Try it: Any images in the material are to be dropped while every line is retyped exactly.

Records supplied:

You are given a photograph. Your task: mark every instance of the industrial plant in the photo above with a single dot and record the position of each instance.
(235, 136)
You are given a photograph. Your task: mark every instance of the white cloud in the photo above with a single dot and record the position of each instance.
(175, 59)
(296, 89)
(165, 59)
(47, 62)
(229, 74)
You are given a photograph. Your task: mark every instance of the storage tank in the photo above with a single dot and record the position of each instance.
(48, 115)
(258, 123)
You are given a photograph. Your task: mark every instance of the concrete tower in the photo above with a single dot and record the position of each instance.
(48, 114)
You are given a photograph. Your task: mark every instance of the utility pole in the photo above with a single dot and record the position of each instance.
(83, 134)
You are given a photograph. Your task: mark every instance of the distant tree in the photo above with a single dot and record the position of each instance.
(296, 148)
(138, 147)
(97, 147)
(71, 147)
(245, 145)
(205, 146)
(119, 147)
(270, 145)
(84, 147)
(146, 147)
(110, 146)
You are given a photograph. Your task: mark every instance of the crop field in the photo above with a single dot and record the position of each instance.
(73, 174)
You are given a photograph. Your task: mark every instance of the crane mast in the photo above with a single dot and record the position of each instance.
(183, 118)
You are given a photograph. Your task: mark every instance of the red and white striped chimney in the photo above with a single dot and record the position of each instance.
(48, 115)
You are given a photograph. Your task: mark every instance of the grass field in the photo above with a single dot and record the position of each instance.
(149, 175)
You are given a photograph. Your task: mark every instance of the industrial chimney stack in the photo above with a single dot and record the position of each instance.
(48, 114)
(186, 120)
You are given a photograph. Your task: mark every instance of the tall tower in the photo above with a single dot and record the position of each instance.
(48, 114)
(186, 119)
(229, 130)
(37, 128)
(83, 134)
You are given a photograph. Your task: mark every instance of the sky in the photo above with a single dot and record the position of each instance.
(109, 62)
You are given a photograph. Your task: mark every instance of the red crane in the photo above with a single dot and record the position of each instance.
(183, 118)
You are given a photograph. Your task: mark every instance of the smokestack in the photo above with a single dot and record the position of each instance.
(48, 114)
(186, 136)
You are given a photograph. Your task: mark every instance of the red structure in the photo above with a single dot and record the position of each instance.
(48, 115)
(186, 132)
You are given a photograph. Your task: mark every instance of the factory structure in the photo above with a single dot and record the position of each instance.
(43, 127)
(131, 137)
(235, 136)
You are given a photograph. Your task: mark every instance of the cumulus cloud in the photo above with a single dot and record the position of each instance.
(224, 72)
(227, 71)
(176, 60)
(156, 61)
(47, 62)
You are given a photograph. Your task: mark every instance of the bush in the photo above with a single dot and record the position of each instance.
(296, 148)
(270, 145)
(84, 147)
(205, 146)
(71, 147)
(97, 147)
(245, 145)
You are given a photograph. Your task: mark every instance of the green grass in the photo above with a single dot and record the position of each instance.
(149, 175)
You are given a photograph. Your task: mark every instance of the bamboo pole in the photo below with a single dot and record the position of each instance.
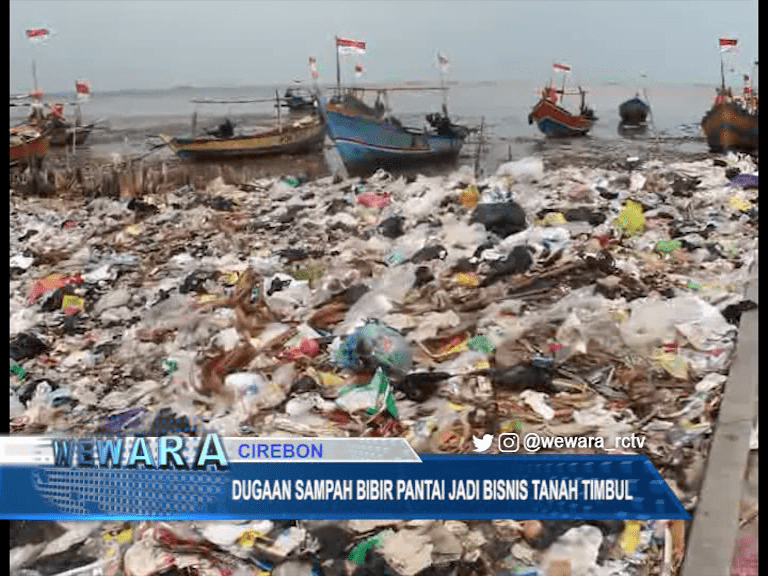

Result for this exercise:
You are given a photograph. Your task: mark every instance of the industrial plant in the photo above with a single dot and record the position of each instance.
(235, 136)
You are given a photograph. Your task: mark every instance of the white cloud in the photo above with a single dot and record the position of each instance.
(175, 59)
(296, 89)
(165, 59)
(47, 62)
(229, 74)
You are given a photograph. Your task: mark every instance of the storage tank in the photo above with a single dot and record the position of each instance.
(48, 115)
(258, 123)
You are given a photograph. Your task: mark every instance of the concrete tower in the photo above with a single dot and record the position of each instance.
(48, 114)
You are given a photograph. Your task: mark every instance of the utility pole in the photo above with a single dot and record the position of each instance.
(83, 134)
You are given a photograph. Your task: mark every instance of the distant tree in the photo above with a single dot and record the position of each instance.
(296, 148)
(138, 147)
(97, 147)
(71, 147)
(245, 145)
(205, 146)
(119, 147)
(270, 145)
(84, 147)
(146, 147)
(110, 146)
You are given a photograph. Your task: mark every instance of the crop field in the photo above with a single dot and record the position of each instance.
(73, 174)
You are given a photograph. Your task: mark every instance of the crane mast in the photo above with a single dot and record the position of each instance.
(183, 118)
You are given a photograph. Your task: mark every instance of the red and white striped chimney in the photo above with a single dot and record the position of each instance.
(48, 115)
You are given a photograph. Your task: mark every instance of the grass field in the photo above with a single dot and record the position of each instance.
(149, 175)
You are given a photograph. Your task: mark every instance of the industrial chimney stack in the photo above with a single dot and record the position of each instance.
(48, 114)
(186, 120)
You are given a photograph. Your task: mark every instance of the tall tower in the photo above with a single dot and record the position of each instance.
(48, 114)
(186, 119)
(229, 130)
(37, 128)
(83, 134)
You are given a photograph. Your task: mark every instance of the sky in the photo above with a single dot and record the position of each instance.
(109, 62)
You are given a photograph. Your task: mark every instance of the red crane in the photo above with a single dot and record the position of each instance.
(183, 118)
You are given a photograph. Your task: mark every instance of the smokestack in the photo above with a single dot and record the position of each instance.
(48, 114)
(186, 136)
You are given a photograph. Your task: mark every instance of the red structure in the photo above with a single dot and record the position of each instance.
(48, 115)
(186, 132)
You are given a photograph. Your task: mark every instance of the factory structure in the photo above with a single dot and record the position of each instance.
(43, 127)
(131, 137)
(235, 136)
You are given a photograph. Your task: mark every instance of the cumulus cloud in the photo above with a single dot and record the position of each instance.
(224, 72)
(227, 71)
(176, 60)
(156, 61)
(47, 62)
You are given a photograph. Your task: mark every instance of the bush in the photo above with a single dot and record the position of each instance.
(296, 148)
(270, 145)
(84, 147)
(205, 146)
(71, 147)
(97, 147)
(245, 145)
You are given a photograph. Your task: mark every instance of the green grass in the photo above with a single dot and record the position of each instance.
(149, 175)
You are given a photograph. Your task: mark every instance of the bamboo pole in the photo below with a single dot and record the position of each instance.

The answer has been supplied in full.